Mereka bisa hidup menetap di rumah permanen yang layak.
Suku Kokoda juga telah
mendapatkan dana desa. Mereka sedang berusaha membuat bagan atau alat penangkap
ikan di laut. Masyarakat pun bisa panen ikan setiap hari untuk memenuhi
kebutuhan mereka.
Kiprah Rustamadji membangun
karakter masyarakat Kokoda membuahkan hasil. Perlahan, citra negatif Suku
Kokoda pudar. Mereka makin optimistis menata dan menatap masa depan setelah
mendapat sentuhan Muhammadiyah.
Menurut Rustamadji,
tantangan Suku Kokoda ke depan adalah membangun karakter. Ia pun mengajak
lembaga swasta, pemerintah daerah, pemerintah pusat, dan perguruan tinggi untuk
memiliki keberpihakan yang nyata.

-=-=-

- _Tugas yang Diberikan 1_: Sajikan sebagai daftar bernomor baris-baris entri mulai dari baris yang memuat "the blue backpack" hingga dan termasuk baris terakhir entri, tanpa baris kosong.
Kutipan dan entri tidak saling berhubungan.

-=-=-

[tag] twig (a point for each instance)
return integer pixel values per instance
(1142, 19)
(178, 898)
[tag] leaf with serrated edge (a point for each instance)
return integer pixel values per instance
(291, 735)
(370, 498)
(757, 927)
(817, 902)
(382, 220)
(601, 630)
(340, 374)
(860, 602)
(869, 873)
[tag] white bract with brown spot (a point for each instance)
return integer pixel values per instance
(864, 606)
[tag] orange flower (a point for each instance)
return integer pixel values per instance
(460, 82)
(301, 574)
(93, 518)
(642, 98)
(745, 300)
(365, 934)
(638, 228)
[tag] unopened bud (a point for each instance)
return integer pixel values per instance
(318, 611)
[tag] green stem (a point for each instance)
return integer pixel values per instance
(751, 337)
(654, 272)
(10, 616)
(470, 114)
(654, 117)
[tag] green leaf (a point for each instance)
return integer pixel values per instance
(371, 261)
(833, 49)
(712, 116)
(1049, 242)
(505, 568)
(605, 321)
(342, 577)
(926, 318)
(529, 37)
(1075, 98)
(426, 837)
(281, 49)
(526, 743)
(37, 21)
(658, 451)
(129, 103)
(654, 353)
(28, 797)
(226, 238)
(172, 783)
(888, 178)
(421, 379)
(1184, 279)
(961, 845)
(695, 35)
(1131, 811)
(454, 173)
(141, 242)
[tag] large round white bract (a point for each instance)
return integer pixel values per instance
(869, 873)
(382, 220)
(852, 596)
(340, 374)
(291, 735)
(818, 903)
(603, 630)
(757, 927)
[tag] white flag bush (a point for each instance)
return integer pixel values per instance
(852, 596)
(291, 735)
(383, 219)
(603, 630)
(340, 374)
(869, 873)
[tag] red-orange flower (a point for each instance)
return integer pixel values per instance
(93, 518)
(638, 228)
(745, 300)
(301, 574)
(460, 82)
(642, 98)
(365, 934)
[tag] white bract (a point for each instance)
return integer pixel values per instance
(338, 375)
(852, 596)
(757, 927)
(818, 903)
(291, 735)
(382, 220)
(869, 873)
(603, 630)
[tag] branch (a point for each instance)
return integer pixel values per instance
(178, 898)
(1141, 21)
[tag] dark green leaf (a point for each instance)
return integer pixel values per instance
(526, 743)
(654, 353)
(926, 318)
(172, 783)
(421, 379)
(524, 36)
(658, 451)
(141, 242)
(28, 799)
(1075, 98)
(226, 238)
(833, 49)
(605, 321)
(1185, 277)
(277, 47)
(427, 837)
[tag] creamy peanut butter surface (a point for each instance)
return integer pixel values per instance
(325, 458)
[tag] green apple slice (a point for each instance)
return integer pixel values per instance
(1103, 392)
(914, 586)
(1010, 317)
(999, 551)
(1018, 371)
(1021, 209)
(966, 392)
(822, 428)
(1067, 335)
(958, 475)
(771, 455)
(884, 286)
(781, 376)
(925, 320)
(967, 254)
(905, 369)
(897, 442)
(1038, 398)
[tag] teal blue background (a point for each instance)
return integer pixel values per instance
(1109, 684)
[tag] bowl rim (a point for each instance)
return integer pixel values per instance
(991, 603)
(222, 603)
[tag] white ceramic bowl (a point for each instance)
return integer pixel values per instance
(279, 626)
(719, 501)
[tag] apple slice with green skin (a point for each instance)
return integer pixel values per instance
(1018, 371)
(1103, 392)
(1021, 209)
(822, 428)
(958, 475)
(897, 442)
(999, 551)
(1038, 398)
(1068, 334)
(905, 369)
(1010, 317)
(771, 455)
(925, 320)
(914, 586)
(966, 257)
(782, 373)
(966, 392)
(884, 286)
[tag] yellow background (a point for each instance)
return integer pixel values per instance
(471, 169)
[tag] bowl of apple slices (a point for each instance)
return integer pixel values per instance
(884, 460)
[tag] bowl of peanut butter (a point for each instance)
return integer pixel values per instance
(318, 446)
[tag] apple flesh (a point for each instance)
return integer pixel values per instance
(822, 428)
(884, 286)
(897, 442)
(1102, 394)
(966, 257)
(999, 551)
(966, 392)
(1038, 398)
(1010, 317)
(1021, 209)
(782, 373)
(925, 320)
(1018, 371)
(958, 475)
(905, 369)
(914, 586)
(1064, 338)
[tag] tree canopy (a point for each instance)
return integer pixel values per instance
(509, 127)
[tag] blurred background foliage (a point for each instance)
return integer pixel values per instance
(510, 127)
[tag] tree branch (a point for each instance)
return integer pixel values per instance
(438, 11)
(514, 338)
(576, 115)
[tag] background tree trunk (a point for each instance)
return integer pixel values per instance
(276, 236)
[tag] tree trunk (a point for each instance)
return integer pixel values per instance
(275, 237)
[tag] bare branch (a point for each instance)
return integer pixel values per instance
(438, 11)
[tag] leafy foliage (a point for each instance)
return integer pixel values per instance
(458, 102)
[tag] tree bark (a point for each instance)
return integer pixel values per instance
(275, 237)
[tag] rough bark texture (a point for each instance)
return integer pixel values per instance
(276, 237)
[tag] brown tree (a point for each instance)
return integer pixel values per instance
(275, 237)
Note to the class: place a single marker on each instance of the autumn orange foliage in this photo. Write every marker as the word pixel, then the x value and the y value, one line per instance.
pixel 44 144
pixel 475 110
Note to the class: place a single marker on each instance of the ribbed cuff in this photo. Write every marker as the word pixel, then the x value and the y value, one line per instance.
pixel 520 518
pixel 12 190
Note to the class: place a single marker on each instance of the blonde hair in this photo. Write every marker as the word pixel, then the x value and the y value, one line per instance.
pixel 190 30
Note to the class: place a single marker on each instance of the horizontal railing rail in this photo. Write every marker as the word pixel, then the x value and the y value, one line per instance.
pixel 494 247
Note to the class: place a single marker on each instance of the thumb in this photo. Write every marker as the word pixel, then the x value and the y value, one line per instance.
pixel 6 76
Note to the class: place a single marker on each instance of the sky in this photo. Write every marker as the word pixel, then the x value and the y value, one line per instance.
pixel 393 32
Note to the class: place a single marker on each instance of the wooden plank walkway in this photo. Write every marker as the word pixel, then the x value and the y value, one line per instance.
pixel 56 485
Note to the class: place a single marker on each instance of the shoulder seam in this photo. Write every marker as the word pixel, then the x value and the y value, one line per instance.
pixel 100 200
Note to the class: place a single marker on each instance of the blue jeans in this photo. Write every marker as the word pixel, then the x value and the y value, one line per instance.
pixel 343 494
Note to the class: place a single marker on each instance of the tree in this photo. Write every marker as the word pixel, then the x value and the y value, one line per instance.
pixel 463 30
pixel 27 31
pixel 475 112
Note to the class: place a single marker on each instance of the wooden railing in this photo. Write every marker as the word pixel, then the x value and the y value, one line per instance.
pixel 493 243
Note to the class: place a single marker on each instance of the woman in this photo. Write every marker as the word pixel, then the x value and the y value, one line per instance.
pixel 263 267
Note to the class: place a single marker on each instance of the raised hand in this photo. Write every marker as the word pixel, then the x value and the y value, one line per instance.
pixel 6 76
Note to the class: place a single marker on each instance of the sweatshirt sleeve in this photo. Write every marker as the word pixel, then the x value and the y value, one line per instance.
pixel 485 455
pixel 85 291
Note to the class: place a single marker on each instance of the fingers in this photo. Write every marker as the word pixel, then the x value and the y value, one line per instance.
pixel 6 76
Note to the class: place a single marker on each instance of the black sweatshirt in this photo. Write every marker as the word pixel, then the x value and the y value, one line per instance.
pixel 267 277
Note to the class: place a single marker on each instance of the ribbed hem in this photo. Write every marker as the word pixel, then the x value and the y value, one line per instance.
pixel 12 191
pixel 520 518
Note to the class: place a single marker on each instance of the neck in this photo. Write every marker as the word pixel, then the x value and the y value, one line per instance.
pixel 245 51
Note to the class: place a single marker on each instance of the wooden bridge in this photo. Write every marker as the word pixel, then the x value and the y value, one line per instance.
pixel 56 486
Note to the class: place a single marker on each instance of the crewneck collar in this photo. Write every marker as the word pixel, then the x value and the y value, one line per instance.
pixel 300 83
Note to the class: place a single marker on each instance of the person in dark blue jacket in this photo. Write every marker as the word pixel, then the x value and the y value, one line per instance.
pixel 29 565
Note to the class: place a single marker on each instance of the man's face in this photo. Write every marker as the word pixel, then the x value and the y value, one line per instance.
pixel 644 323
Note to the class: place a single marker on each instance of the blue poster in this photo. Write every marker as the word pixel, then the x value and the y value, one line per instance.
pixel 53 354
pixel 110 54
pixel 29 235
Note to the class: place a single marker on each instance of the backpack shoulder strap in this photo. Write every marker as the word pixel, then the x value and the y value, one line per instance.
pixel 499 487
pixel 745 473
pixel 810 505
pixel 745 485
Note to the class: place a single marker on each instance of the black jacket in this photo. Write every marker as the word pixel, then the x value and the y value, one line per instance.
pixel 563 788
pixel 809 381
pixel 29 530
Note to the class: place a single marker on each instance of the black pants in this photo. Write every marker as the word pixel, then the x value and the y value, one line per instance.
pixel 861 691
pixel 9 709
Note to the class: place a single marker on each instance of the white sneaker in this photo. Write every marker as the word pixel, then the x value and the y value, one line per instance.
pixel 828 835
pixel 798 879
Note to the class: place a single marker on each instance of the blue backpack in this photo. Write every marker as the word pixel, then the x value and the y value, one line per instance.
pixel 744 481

-=-=-

- _Tugas yang Diberikan 2_: Menurut Rustamadji dalam kutipan, apa tantangan Suku Kokoda ke depan?

- _Jawaban yang Benar 1_:
1. Note to the class: place a single marker on each instance of the blue backpack in this photo. Write every marker as the word pixel, then the x value and the y value, one line per instance.
2. pixel 744 481

- _Jawaban yang Benar 2_: Membangun karakter.